Главу о поражении Милюкова (еще не осознанном вполне, но уже, по сути, случившемся) итожит пословица: «САМ РЫБАК В МЕРЕЖУ ПОПАЛ» (128), более раннюю главу о Гучкове, уразумевающем, что все идет прахом, — другая: «РОДИШЬСЯ В ЧИСТОМ ПОЛЕ, А УМИРАЕШЬ В ТЁМНОМ ЛЕСЕ» (34). Сколь ни различны интонации этих паремий (иронично-усмешливая — в случае Милюкова, скорбно-отчаянная — в случае Гучкова), личности министров (Милюков сохраняет изысканно ледяную корректность и твердую рассудительность даже в те мгновения, когда он — неожиданно для ближайших соратников вроде Набокова — оказывается способным ощутить человеческую боль; Гучков, истомленный болезнью, семейными неурядицами, общим распадом, который видит яснее и раньше Милюкова, и скрытым сознанием собственной вины за происходящее, утрачивает свою природную мужскую стать и тоскливо думает о подступающей совсем негероической смерти), чувства, с которыми пишет своих героев Солженицын, — общее в обрисовке былых соперников важнее этих достаточно весомых частностей. Они предельно одиноки, им не дано составить союз (к этому мотиву мы еще вернемся) или принять действительно сильное решение — ни вместе, ни порознь они не могут остановить ими же некогда подтолкнутое Красное Колесо.
Не в конкретных изгибах политической кривой суть. Едва ли российская история пошла бы иначе, если б Милюков в апреле «пережал» Львова с Керенским и сохранил за собой министерство иностранных дел (и тем паче — пересел в кресло министра просвещения). И, действуй Гучков тверже, заставь он министров — «отполированного» артиста-демагога Терещенко, ласкового соглашателя Львова, робко понурившихся, кроме Милюкова, прочих коллег — принять предложение Корнилова о призвании верных войск 20 апреля (56), тоже мало бы что изменилось. (Ведь и без того Милюков «
Сейчас — только новый военный переворот — уже против Совета — и был спасением революции.

## Исходные данные:
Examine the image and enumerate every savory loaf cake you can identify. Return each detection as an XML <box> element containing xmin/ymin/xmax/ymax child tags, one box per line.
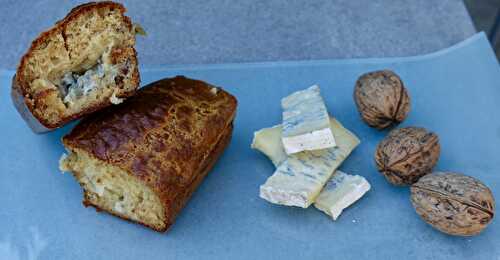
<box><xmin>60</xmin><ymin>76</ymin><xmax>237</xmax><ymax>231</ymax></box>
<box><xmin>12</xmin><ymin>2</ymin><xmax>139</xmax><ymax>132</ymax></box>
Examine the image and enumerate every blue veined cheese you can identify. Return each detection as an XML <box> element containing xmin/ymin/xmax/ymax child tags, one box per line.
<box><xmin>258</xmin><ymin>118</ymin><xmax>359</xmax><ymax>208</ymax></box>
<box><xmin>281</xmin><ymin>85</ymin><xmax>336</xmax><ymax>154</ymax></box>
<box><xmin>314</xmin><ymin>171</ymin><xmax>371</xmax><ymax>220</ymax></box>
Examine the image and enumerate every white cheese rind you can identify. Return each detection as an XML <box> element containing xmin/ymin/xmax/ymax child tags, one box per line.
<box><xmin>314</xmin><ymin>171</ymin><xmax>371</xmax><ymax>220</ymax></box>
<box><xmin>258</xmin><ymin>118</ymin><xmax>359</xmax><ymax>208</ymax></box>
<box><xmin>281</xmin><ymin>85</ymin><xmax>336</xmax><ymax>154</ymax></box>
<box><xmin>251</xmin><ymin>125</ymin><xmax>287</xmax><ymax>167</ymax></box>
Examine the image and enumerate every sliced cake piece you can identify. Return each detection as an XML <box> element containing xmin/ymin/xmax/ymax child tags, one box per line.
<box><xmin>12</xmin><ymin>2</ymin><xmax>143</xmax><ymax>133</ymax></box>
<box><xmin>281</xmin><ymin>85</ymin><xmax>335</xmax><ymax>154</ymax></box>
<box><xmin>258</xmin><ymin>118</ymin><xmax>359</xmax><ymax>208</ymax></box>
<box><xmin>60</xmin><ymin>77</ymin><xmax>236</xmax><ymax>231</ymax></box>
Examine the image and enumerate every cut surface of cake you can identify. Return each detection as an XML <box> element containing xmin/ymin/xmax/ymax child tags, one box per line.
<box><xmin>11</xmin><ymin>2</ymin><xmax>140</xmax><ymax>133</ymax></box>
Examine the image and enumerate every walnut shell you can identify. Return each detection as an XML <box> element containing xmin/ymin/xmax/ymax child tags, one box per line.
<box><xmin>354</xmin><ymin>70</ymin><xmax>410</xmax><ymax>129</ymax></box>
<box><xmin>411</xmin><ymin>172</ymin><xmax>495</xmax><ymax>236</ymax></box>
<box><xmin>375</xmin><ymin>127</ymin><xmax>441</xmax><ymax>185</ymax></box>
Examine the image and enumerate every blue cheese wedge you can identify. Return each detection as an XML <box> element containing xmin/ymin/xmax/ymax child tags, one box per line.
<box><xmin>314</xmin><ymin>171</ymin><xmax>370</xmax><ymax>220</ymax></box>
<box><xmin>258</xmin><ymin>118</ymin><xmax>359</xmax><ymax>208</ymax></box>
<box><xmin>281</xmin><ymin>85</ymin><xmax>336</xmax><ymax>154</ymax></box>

* * *

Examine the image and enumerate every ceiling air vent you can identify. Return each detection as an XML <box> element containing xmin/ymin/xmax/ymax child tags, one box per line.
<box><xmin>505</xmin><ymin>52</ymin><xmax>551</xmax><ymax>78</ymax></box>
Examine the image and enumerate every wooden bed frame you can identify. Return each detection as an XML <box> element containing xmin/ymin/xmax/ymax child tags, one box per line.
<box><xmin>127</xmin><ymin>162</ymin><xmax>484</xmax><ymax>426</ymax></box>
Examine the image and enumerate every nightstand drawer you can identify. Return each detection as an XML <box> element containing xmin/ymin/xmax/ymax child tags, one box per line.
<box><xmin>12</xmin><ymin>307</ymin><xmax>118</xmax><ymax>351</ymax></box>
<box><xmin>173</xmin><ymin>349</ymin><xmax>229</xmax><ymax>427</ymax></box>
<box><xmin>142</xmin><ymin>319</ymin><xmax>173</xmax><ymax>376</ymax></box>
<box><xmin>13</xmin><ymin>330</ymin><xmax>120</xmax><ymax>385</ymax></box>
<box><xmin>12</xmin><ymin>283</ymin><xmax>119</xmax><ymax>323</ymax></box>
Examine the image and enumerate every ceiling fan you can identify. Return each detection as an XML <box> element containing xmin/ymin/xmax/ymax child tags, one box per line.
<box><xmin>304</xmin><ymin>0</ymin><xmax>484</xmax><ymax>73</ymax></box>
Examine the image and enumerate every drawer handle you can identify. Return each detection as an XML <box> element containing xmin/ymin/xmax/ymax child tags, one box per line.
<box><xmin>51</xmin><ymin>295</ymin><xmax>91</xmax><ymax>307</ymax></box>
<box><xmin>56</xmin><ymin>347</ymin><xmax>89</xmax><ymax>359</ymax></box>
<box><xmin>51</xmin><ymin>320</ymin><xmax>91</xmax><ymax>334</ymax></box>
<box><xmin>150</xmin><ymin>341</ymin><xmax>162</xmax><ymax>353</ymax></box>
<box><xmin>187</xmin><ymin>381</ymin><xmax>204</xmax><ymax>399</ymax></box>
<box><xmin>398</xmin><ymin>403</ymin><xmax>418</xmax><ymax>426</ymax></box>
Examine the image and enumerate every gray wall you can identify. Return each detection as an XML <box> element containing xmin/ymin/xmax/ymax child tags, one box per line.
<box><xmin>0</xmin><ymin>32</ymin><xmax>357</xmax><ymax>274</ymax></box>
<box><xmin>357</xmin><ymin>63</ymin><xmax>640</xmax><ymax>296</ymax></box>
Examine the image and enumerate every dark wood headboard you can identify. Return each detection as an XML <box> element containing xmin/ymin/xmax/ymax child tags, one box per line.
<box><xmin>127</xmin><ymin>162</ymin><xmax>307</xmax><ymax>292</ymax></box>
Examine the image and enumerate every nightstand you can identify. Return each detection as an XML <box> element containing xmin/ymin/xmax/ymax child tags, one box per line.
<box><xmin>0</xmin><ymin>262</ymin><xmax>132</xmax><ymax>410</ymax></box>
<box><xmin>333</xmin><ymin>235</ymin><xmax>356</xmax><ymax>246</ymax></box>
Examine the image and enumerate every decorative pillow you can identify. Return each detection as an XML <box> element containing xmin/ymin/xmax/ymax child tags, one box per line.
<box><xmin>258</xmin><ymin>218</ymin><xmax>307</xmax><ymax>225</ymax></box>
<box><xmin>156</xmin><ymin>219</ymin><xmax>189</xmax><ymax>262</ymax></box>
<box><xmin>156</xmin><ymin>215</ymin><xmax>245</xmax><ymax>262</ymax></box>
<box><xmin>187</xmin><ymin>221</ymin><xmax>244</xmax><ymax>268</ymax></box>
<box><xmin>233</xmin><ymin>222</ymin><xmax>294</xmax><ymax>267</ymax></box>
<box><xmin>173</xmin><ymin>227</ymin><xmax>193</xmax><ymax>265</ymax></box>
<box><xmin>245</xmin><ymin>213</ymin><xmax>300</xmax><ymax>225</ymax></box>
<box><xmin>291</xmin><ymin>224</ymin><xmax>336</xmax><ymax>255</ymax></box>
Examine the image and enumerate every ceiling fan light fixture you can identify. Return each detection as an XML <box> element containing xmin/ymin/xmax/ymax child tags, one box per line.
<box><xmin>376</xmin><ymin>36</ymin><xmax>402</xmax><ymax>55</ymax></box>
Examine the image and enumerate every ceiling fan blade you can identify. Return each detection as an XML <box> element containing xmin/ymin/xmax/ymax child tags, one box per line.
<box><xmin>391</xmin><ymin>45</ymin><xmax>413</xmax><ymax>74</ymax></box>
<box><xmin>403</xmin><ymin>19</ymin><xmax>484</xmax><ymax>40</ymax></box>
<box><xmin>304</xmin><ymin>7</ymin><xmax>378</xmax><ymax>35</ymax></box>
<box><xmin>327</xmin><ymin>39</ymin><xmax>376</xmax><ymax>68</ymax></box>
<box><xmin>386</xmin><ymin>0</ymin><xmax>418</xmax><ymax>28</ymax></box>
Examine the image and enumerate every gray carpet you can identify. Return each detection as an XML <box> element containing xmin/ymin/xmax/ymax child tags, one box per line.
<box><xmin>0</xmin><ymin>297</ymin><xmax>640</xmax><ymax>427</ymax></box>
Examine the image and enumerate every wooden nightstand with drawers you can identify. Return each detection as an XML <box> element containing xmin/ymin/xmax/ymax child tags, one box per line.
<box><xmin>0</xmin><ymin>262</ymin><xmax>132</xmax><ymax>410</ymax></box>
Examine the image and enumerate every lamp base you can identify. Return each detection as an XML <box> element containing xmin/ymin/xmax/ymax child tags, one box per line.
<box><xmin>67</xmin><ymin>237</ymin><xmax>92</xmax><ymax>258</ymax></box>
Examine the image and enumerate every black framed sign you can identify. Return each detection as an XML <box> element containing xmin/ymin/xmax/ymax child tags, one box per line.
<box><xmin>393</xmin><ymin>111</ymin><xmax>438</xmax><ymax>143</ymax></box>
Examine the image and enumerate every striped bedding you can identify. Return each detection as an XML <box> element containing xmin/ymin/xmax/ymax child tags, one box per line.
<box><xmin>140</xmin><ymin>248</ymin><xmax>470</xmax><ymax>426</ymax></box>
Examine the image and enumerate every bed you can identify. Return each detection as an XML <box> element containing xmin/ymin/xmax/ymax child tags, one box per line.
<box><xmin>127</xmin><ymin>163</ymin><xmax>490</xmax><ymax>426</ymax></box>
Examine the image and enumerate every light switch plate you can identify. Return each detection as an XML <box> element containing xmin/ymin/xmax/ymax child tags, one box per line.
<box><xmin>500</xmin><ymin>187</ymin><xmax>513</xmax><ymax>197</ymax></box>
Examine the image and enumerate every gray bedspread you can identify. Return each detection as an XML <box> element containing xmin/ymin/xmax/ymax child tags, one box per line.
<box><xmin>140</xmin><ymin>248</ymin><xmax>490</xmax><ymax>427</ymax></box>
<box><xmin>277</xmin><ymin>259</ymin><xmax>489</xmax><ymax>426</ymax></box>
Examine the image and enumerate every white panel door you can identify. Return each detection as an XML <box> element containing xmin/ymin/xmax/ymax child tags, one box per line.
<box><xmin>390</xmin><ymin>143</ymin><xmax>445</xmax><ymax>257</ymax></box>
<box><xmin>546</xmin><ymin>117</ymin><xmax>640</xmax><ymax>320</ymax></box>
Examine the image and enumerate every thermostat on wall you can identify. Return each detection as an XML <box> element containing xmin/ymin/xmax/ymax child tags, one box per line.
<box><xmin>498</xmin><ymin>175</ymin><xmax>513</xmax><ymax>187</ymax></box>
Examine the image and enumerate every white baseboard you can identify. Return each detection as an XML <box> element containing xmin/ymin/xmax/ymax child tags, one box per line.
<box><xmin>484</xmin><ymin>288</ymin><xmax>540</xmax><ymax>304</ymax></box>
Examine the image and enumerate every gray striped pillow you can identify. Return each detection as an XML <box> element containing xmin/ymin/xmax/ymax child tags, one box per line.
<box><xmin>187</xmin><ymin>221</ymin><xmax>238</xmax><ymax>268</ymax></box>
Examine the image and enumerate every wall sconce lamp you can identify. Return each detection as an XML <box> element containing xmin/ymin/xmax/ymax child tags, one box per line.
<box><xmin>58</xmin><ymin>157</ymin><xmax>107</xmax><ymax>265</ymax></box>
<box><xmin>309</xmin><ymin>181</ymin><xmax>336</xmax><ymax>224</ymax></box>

--

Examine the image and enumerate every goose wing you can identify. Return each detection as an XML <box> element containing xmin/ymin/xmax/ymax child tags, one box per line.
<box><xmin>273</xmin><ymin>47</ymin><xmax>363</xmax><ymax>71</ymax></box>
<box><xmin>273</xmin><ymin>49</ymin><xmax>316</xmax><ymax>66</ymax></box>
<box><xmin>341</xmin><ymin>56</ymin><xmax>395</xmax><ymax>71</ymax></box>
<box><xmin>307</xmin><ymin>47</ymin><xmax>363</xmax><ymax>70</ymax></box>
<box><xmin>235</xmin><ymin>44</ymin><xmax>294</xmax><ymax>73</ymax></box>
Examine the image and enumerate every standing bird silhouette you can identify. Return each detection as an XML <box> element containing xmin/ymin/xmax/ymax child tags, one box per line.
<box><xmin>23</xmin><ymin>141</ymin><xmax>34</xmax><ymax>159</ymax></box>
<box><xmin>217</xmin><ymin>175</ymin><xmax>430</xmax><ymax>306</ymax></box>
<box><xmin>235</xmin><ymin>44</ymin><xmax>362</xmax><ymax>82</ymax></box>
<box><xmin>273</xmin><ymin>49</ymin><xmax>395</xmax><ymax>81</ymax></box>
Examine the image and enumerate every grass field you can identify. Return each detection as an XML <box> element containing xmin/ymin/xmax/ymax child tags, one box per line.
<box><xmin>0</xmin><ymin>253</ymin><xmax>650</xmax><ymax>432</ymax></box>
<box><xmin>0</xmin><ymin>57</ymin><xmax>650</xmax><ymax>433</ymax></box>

## Что сделать:
Пожалуйста, выпишите из текста о Милюкове и Гучкове всё, начиная с «Не в конкретных» и до «был спасением революции.» включительно, без изменений. Строки с данными здесь не понадобятся.

## Поле ответа:
Не в конкретных изгибах политической кривой суть. Едва ли российская история пошла бы иначе, если б Милюков в апреле «пережал» Львова с Керенским и сохранил за собой министерство иностранных дел (и тем паче — пересел в кресло министра просвещения). И, действуй Гучков тверже, заставь он министров — «отполированного» артиста-демагога Терещенко, ласкового соглашателя Львова, робко понурившихся, кроме Милюкова, прочих коллег — принять предложение Корнилова о призвании верных войск 20 апреля (56), тоже мало бы что изменилось. (Ведь и без того Милюков «
Сейчас — только новый военный переворот — уже против Совета — и был спасением революции.